• _What needs to be done_: Every record here needs to be duplicated exactly.

Data under study START

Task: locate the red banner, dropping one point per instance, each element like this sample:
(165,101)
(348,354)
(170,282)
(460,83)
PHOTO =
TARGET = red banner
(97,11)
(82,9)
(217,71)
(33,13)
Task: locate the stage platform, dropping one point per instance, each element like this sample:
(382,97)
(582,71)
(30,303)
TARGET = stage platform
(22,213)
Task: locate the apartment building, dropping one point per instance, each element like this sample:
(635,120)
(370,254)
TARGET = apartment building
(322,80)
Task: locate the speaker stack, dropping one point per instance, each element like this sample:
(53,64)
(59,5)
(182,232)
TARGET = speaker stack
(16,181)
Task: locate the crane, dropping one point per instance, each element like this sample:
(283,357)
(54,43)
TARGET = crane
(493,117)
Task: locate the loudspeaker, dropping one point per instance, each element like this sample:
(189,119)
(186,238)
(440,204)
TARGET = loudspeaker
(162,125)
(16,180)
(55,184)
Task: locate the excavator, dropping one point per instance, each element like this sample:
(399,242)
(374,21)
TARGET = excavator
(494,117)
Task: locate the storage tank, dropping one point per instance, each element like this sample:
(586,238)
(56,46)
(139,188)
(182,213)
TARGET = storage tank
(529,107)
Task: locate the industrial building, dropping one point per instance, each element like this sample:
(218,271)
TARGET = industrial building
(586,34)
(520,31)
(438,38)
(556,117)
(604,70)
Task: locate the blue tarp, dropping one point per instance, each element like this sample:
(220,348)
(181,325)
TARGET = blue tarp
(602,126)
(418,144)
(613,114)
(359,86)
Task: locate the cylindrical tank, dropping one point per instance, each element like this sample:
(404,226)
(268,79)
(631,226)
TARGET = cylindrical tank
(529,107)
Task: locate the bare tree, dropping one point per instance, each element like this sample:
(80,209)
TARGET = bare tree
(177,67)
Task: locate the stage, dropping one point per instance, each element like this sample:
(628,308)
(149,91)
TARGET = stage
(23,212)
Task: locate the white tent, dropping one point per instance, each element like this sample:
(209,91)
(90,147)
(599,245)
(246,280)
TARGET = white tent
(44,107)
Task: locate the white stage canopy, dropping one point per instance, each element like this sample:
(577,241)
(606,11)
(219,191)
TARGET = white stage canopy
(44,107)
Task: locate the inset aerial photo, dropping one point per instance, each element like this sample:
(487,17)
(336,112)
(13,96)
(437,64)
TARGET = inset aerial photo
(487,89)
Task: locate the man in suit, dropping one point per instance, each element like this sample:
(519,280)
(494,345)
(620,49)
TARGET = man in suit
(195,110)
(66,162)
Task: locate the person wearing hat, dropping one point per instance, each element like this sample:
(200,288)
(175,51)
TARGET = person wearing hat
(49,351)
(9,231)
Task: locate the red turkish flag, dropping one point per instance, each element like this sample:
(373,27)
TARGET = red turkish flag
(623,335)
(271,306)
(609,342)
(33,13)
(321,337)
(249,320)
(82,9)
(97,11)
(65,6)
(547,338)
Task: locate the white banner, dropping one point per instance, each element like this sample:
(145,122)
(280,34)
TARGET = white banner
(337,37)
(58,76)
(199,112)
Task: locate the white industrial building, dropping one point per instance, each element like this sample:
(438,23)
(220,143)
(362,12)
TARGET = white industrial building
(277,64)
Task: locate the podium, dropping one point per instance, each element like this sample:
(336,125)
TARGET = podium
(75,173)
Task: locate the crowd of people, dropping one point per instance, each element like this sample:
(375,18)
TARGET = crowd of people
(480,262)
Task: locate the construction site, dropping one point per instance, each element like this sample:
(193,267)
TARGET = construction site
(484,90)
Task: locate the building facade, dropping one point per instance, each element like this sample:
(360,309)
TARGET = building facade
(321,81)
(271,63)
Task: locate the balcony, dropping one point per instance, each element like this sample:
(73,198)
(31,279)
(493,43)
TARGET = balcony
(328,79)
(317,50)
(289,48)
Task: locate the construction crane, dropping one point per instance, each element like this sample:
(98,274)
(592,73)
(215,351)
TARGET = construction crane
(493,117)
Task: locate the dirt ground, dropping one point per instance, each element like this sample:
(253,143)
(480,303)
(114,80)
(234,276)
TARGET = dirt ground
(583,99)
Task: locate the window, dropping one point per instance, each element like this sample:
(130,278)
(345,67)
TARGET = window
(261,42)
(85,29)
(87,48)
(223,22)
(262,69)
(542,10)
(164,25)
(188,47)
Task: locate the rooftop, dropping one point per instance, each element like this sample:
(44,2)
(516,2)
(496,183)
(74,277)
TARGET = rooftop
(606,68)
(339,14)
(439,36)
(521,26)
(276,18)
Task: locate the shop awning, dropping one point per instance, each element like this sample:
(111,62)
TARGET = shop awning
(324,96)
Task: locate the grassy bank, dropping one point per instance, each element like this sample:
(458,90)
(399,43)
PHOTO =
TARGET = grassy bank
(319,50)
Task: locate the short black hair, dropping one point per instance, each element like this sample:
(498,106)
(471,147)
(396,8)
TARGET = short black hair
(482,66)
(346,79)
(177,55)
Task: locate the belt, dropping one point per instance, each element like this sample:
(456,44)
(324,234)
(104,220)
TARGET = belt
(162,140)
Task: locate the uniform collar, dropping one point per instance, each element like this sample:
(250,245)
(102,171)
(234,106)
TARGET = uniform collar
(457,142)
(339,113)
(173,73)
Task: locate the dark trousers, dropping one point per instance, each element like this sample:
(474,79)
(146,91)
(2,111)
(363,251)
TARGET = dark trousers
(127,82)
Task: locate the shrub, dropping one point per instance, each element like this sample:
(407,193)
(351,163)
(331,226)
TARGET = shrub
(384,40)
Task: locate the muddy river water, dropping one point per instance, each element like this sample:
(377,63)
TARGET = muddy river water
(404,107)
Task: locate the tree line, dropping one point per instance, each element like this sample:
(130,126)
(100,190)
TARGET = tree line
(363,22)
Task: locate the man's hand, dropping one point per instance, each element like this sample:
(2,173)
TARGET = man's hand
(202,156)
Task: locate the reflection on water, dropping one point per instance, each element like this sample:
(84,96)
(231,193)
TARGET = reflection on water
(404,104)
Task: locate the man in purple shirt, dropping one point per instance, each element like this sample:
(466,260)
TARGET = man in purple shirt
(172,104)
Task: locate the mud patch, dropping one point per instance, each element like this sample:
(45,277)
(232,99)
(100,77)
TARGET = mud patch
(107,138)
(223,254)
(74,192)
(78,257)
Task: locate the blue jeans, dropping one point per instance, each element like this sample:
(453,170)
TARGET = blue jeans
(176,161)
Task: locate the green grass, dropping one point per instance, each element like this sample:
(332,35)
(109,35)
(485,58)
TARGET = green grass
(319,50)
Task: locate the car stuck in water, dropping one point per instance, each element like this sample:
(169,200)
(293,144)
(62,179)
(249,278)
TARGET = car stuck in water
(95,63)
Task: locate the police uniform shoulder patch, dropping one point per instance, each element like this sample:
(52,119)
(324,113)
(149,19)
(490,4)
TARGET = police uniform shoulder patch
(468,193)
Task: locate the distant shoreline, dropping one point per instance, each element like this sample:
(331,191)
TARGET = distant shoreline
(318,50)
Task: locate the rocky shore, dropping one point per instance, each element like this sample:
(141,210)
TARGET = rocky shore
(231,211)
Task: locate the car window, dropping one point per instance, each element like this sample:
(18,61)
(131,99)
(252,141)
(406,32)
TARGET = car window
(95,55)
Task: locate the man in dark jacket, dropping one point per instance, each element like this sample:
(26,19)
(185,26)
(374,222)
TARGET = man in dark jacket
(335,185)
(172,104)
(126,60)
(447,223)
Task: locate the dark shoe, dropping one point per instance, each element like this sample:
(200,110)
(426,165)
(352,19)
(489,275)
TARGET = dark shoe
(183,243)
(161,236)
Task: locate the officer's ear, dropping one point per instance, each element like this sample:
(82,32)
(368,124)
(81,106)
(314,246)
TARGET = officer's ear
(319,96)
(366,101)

Data under study END

• _Exercise response_:
Task: locate the red banner, dropping one point per instance, each element like this sample:
(165,101)
(348,354)
(170,282)
(460,83)
PHOTO =
TARGET = red banner
(97,11)
(82,9)
(217,71)
(33,13)
Task: locate the stage platform, dropping one point per instance, each element like this sample:
(382,97)
(582,71)
(30,303)
TARGET = stage platform
(22,213)
Task: locate the apartment building, dropping one point per instance, each element like this sample:
(635,120)
(370,254)
TARGET = apartment building
(322,80)
Task: locate the speaker stack, dropping one point per instance, each element like this sample:
(53,64)
(59,5)
(182,232)
TARGET = speaker stack
(16,181)
Task: locate the crane, dropping one point per instance, each element like this sample:
(283,357)
(54,43)
TARGET = crane
(493,117)
Task: locate the loudspeaker, dropping one point per instance, each element like this sample:
(189,119)
(186,238)
(440,204)
TARGET = loudspeaker
(162,125)
(16,180)
(55,184)
Task: locate the excavator, dropping one point per instance, each element like this sample:
(399,242)
(374,21)
TARGET = excavator
(494,117)
Task: locate the storage tank, dropping one point per instance, each element like this sample:
(586,238)
(56,46)
(139,188)
(182,213)
TARGET = storage tank
(529,107)
Task: locate the industrial building, dropping one point per instance, each element like this sample:
(218,271)
TARGET = industrial building
(586,34)
(520,31)
(438,38)
(556,117)
(604,70)
Task: locate the blue tarp, dropping one point per instance, each element like this sample:
(220,348)
(181,325)
TARGET = blue tarp
(602,126)
(418,144)
(613,114)
(359,86)
Task: locate the cylindrical tank, dropping one point per instance, each element like this sample:
(404,226)
(268,79)
(631,226)
TARGET = cylindrical tank
(529,107)
Task: locate the bare tree, dropping one point per instance, each element like this sample:
(80,209)
TARGET = bare tree
(177,67)
Task: locate the stage, dropping one point per instance, each element like this sample:
(628,308)
(149,91)
TARGET = stage
(23,212)
Task: locate the white tent, dropping one point per instance, each element like this sample:
(209,91)
(90,147)
(599,245)
(246,280)
TARGET = white tent
(44,107)
Task: locate the white stage canopy, dropping one point per instance, each element like this sample:
(577,241)
(606,11)
(219,191)
TARGET = white stage canopy
(44,107)
Task: locate the inset aerial photo, dropping one point per instance, each element like this sample:
(487,17)
(336,112)
(13,96)
(437,64)
TARGET = inset aerial photo
(487,89)
Task: locate the man in suit, dropping one point per instance, each element like this sample:
(519,280)
(494,345)
(620,49)
TARGET = man in suit
(195,110)
(66,162)
Task: locate the person wearing hat, dropping one point per instance, each element like this sample:
(200,288)
(175,51)
TARGET = person wearing hat
(49,351)
(9,231)
Task: locate the red turkish flag, dropping one point per instance, each element like this sample:
(373,27)
TARGET = red turkish flag
(623,335)
(271,306)
(609,342)
(33,13)
(321,337)
(249,320)
(82,9)
(97,11)
(65,6)
(547,338)
Task: locate the white banner, dropping one point per instance, each element like this sample:
(145,122)
(280,34)
TARGET = white banner
(337,37)
(58,76)
(199,112)
Task: locate the white industrial building, dropping one point per instance, each element like this sample:
(438,23)
(220,143)
(362,12)
TARGET = white industrial building
(277,64)
Task: locate the podium, dropping one point per instance, each element like this sample:
(336,125)
TARGET = podium
(75,173)
Task: locate the crowd of people, dropping one point per instance, each element like this sample:
(375,18)
TARGET = crowd of people
(480,262)
Task: locate the construction site, dropping one point per instance, each element like this sample:
(193,267)
TARGET = construction site
(484,90)
Task: locate the building facade, dropping one point per instance, each element like this sample:
(360,309)
TARGET = building facade
(321,81)
(271,63)
Task: locate the balcony, dropping one point per instance, each element like this sample:
(73,198)
(31,279)
(493,43)
TARGET = balcony
(328,79)
(317,50)
(289,48)
Task: locate the construction crane, dropping one point per instance, each element like this sample:
(98,274)
(592,73)
(215,351)
TARGET = construction crane
(493,117)
Task: locate the dirt ground, dropping one point per instance, each element like this sample:
(253,143)
(480,303)
(114,80)
(234,276)
TARGET = dirt ground
(583,99)
Task: locate the window, dropping one point per instance, each element like this sample:
(130,278)
(345,67)
TARGET = window
(261,42)
(85,29)
(87,48)
(223,22)
(262,69)
(542,10)
(164,25)
(188,47)
Task: locate the rooftop, dropping one point per instance, each element like this sample:
(44,2)
(516,2)
(496,183)
(74,277)
TARGET = rooftop
(606,68)
(339,14)
(439,36)
(521,26)
(276,18)
Task: locate the shop awning, dropping one point per instance, each element like this sample:
(111,62)
TARGET = shop awning
(324,96)
Task: locate the grassy bank, dropping one point per instance, each element like this sample:
(458,90)
(399,43)
PHOTO =
TARGET = grassy bank
(319,50)
Task: locate the short black hair, dropping one point per instance, each element like this sample:
(498,106)
(471,147)
(396,8)
TARGET = short black hair
(482,66)
(346,79)
(177,55)
Task: locate the belt, dropping one point per instance, each element like this sample:
(456,44)
(324,234)
(104,220)
TARGET = belt
(162,140)
Task: locate the uniform collar, dropping one point per instance, each element like this sample:
(250,245)
(102,171)
(234,106)
TARGET = uniform collar
(457,142)
(339,113)
(173,73)
Task: locate the dark trousers, dropping one point per instance, each element like this sample:
(474,79)
(146,91)
(2,111)
(363,251)
TARGET = dark trousers
(127,82)
Task: locate the shrub, dropping one point per instance, each element like this sample:
(407,193)
(351,163)
(331,226)
TARGET = shrub
(384,40)
Task: locate the muddy river water, dropping one point per instance, each element like this sample:
(377,63)
TARGET = muddy river water
(404,107)
Task: locate the tree line, dropping one point per instance, each element like this sample:
(130,126)
(100,190)
TARGET = tree line
(363,22)
Task: locate the man's hand, dropping one point per instance, each element like this sample:
(2,173)
TARGET = man's hand
(202,156)
Task: locate the reflection on water, dropping one point per instance, each element like this sample:
(84,96)
(231,193)
TARGET = reflection on water
(404,104)
Task: locate the man in purple shirt, dropping one point per instance, each element like this sample:
(466,260)
TARGET = man in purple shirt
(172,104)
Task: locate the mud patch, dropping one point per instance, each element like this sample:
(45,277)
(232,99)
(100,77)
TARGET = mud patch
(107,138)
(223,254)
(74,192)
(78,257)
Task: locate the blue jeans, dropping one point per instance, each element like this sample:
(453,170)
TARGET = blue jeans
(176,161)
Task: locate the green grass, dropping one point per instance, each element like this sample:
(332,35)
(109,35)
(485,58)
TARGET = green grass
(319,50)
Task: locate the car stuck in water, dropping one point per instance, each element like this sample:
(169,200)
(293,144)
(62,179)
(249,278)
TARGET = car stuck in water
(95,63)
Task: locate the police uniform shoulder patch, dropping one point per instance, each element like this sample:
(52,119)
(324,113)
(149,19)
(490,4)
TARGET = police uniform shoulder patch
(468,193)
Task: locate the distant shoreline, dropping one point per instance, each element like this sample:
(331,191)
TARGET = distant shoreline
(318,50)
Task: locate the rocky shore, dropping one point per instance, each element like this sample:
(141,210)
TARGET = rocky shore
(231,211)
Task: locate the car window, dropping one point per instance, each element like this sample:
(18,61)
(131,99)
(252,141)
(406,32)
TARGET = car window
(95,55)
Task: locate the man in dark jacket, dropping one point per instance, each element like this sample:
(26,19)
(185,26)
(374,222)
TARGET = man in dark jacket
(335,185)
(172,104)
(126,60)
(447,223)
Task: locate the dark shoe, dropping one point per instance, each element like this sample:
(200,110)
(426,165)
(352,19)
(489,275)
TARGET = dark shoe
(183,243)
(161,236)
Task: locate the officer's ear, dropping one point per instance, each element like this sample:
(82,32)
(368,124)
(81,106)
(314,246)
TARGET = officer's ear
(319,96)
(366,101)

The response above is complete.